━━━ EXERCISE MATERIAL ━━━
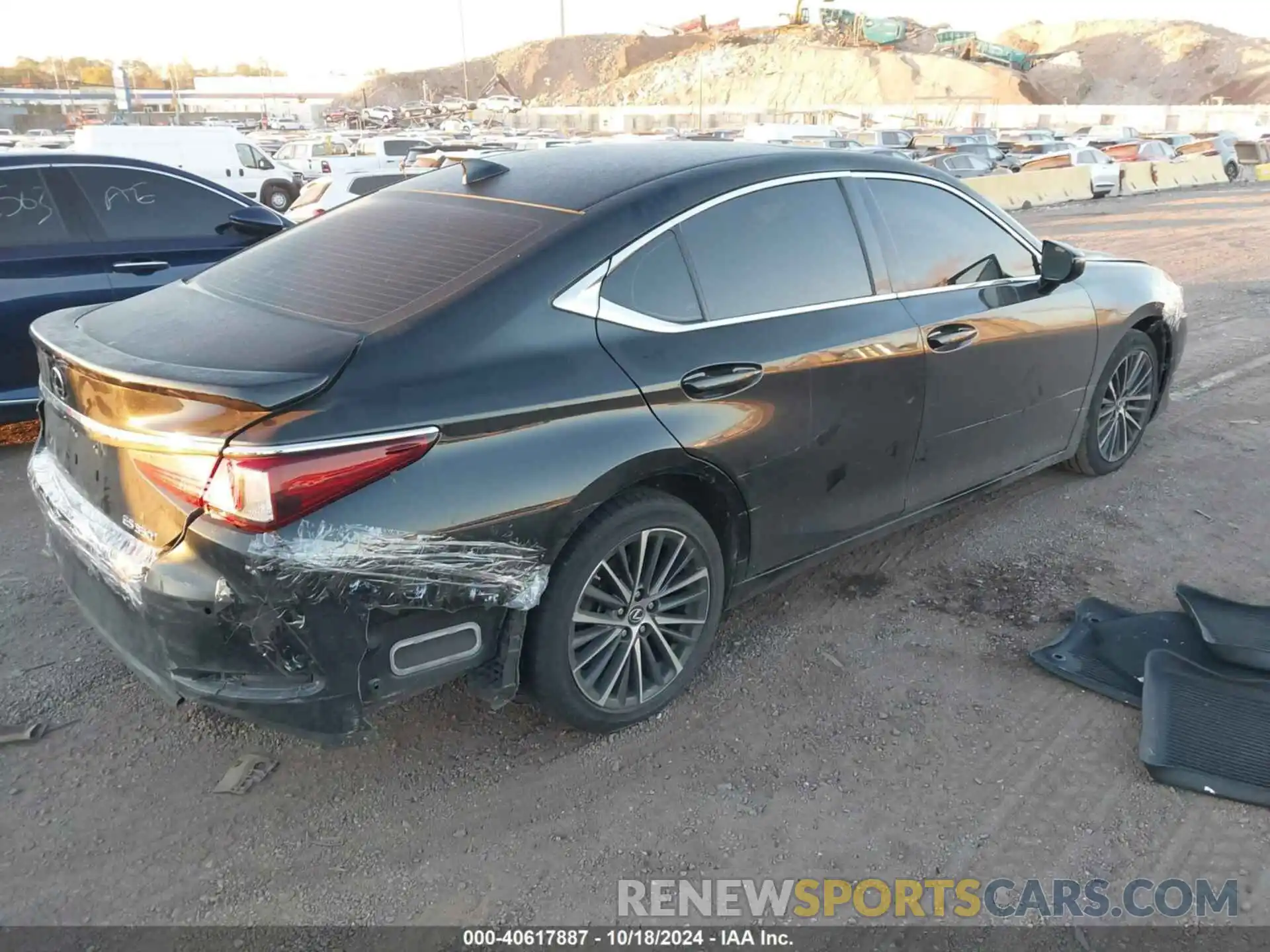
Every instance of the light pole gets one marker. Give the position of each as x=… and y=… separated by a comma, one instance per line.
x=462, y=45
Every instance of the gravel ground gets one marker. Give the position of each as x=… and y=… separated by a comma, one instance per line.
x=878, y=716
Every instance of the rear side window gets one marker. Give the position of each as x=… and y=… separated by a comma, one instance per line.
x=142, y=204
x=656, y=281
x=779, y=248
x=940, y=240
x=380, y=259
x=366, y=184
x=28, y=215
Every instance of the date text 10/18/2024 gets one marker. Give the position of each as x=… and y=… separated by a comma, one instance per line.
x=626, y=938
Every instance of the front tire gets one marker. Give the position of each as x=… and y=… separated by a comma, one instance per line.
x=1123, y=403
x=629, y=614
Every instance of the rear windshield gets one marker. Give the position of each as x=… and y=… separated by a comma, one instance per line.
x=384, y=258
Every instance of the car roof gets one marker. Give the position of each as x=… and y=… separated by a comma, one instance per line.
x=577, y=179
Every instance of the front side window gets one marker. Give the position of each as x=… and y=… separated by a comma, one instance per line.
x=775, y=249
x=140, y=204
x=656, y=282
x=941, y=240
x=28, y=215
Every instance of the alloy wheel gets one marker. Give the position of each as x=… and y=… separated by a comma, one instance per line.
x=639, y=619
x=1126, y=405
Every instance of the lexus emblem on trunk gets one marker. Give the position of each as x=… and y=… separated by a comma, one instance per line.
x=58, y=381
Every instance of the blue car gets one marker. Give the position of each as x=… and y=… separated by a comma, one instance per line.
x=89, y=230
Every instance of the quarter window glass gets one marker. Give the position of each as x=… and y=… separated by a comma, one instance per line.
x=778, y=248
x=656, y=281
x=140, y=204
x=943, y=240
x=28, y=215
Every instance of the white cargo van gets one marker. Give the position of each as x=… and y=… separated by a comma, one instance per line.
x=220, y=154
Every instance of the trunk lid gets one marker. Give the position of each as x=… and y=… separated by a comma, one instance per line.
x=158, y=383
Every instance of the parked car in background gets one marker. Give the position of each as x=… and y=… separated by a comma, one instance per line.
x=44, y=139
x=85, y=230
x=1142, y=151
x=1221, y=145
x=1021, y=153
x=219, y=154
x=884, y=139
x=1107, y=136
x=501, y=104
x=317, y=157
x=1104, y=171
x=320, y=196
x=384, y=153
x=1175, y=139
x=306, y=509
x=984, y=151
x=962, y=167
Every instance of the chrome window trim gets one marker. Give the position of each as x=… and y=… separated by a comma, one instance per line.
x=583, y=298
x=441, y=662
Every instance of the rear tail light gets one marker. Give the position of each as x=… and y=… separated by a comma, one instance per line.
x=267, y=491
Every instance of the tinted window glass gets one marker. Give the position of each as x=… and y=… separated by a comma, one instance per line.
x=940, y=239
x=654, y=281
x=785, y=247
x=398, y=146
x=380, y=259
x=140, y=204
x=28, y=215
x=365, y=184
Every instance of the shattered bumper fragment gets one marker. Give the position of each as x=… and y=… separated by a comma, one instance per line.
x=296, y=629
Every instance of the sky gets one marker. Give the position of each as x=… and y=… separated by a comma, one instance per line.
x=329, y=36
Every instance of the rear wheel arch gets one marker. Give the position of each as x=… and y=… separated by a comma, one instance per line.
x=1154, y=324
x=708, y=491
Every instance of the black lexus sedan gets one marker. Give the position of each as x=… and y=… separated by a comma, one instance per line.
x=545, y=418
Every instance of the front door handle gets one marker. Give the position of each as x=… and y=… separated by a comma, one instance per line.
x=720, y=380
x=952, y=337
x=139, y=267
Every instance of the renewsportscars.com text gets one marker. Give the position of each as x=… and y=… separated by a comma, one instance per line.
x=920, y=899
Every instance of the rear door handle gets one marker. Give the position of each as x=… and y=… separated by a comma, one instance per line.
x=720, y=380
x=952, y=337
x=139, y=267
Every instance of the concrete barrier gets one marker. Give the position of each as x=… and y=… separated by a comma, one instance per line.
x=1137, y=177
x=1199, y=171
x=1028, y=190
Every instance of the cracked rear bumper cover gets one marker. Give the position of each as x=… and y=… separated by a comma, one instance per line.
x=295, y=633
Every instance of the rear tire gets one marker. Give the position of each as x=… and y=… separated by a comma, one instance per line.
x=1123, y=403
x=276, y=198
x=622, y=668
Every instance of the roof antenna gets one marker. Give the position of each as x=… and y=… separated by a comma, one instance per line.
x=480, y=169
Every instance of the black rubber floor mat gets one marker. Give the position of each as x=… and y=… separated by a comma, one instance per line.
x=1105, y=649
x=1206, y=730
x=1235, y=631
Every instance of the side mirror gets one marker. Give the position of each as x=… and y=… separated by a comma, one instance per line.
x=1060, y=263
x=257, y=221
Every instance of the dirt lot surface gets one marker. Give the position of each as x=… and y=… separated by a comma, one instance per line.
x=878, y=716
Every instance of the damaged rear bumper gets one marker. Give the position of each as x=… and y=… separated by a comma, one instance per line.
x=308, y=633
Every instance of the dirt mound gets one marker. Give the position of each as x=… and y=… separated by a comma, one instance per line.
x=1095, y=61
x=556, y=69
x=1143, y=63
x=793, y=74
━━━
REQUIRED ACTION.
Your answer must be an exact copy of the listing, with every picture omitted.

RESULT OF THE TASK.
Every instance of the light pole gets one marker. Give the position of each as x=… and y=… separated by a comma, one instance per line.
x=462, y=45
Every instance of the gravel ground gets one marker. Give the position of each as x=… and y=… separated by a comma, one instance per line.
x=878, y=716
Every instance of the rear side window gets one marker. Give the position of each as x=… and y=… separated by a comma, one instance per line.
x=142, y=204
x=656, y=281
x=779, y=248
x=940, y=240
x=380, y=259
x=366, y=184
x=28, y=215
Every instance of the date text 10/18/2024 gets one marker. Give the position of each as x=… and y=… separated by a comma, one instance per line.
x=626, y=938
Every instance of the front tire gets one marker. Give the position of each as x=… and y=… separated by a comma, one instance per line.
x=1123, y=403
x=629, y=614
Every instance of the rear windshield gets one marker. Give the position of each as x=… and y=… separated by a comma, one instance per line.
x=384, y=258
Every instance of the car roof gets one marker. Give the position of each as x=… and y=… separated by a comma, one instance per line.
x=577, y=179
Every instance of the front side window gets one marker. Give the position of each as x=… and y=… separated by a comma, one instance per line.
x=775, y=249
x=140, y=204
x=656, y=282
x=941, y=240
x=28, y=215
Every instance of the alloy wheel gets one marker. Give the position of each as x=… and y=… separated by a comma, one instance per line.
x=639, y=619
x=1126, y=405
Every instance of the lexus emblem on trunk gets one marker. Give the position of each as x=… and y=… separated by a comma, one instance per line.
x=58, y=381
Every instance of the blue car gets one marker. Give the position of each as x=… and y=… separated by a comma, one instance per line.
x=89, y=230
Every instance of the quarter window glass gets one marker. Give the position of each as x=… and y=… separated by a comma, one instance per line.
x=778, y=248
x=656, y=281
x=140, y=204
x=943, y=240
x=28, y=215
Every instance of the white cargo van gets one marker. Give the position of each as x=… and y=… separated by a comma, one instance per line.
x=220, y=154
Every instance of the trunk lid gets one marker. Give the position of each as x=… and y=… separated by a comma, one instance per line.
x=158, y=383
Every instance of the parked car in background gets one marker. Give the position of each as x=… and y=… separated by a comma, one instance per line.
x=44, y=139
x=85, y=230
x=1142, y=151
x=1221, y=145
x=1021, y=153
x=219, y=154
x=884, y=139
x=1107, y=136
x=501, y=104
x=317, y=157
x=1104, y=171
x=320, y=196
x=384, y=153
x=1175, y=139
x=306, y=509
x=984, y=151
x=962, y=167
Every instance of the chrome window trim gets one marker. Give the position of each as x=… and y=… separated by a comma, one instance per line.
x=583, y=298
x=441, y=662
Every instance of the rear tail light gets one marker. Give the position of each as x=… and y=… separated by a comma, one instance per line.
x=267, y=491
Every instance of the tinted window glass gets one marker. Give the position of each as x=… and y=… separated by a comma, one instance per line.
x=940, y=239
x=654, y=281
x=785, y=247
x=398, y=146
x=380, y=259
x=140, y=204
x=28, y=215
x=365, y=184
Every instance of the shattered bumper fragment gets one marker. Give the position of each as x=… and y=… separated by a comma, one instance per line.
x=296, y=629
Every instance of the sky gets one marker. Give the position of each as x=… and y=… separated by a comma, one instance per line.
x=329, y=36
Every instance of the rear wheel arch gets one marker. Give the position of each as x=… and y=… separated by a comma, one instance per line.
x=1154, y=324
x=708, y=491
Every instance of the black lexus sedan gets one marker. Give the position of each as x=… and y=… separated by a comma, one instance per line.
x=545, y=418
Every instance of the front door handle gets one marker. Give the position of each as x=… and y=… separated by a comma, one instance per line.
x=720, y=380
x=952, y=337
x=139, y=267
Every instance of the renewsportscars.com text gets one marker. Give the position of each as x=… and y=… separated by a comma, one instance per line.
x=920, y=899
Every instance of the rear door handle gets one marker. Give the position of each as x=… and y=… separated by a comma, one instance per line.
x=720, y=380
x=952, y=337
x=139, y=267
Every instance of the concrete barrier gets one marker. Give the position of each as x=… and y=… separated by a comma, one instance per line.
x=1137, y=177
x=1199, y=171
x=1028, y=190
Every instance of the cracked rear bumper cover gets one marker. Give the position of each as x=… and y=… separated by a comma, one instance per line.
x=295, y=633
Every instance of the rear tire gets one marker. Give the position of each as x=… and y=… separated by a comma, one instance per line.
x=1123, y=403
x=276, y=198
x=622, y=668
Every instance of the roof antenna gets one marker. Give the position of each as x=… and y=… separated by a comma, one instance per line.
x=480, y=169
Every instance of the black rubber floor mat gets one marker. Give the position of each as x=… and y=… separated by a comma, one instance per line.
x=1105, y=649
x=1206, y=730
x=1235, y=631
Every instance of the side mirror gets one marker. Give the position of each as x=… and y=… separated by a comma, one instance per line.
x=1060, y=263
x=257, y=221
Every instance of the dirt lot surface gets one marker. Give the position of each as x=… and y=… separated by a comma, one instance per line.
x=878, y=716
Every instance of the damaged rear bumper gets one marker. Give the position of each as x=… and y=… separated by a comma, one instance per line.
x=308, y=633
Every instance of the dirt mound gets one marker. Give the position of each as x=… and y=… separated by a comma, one instance per line.
x=1095, y=61
x=556, y=69
x=1143, y=63
x=793, y=74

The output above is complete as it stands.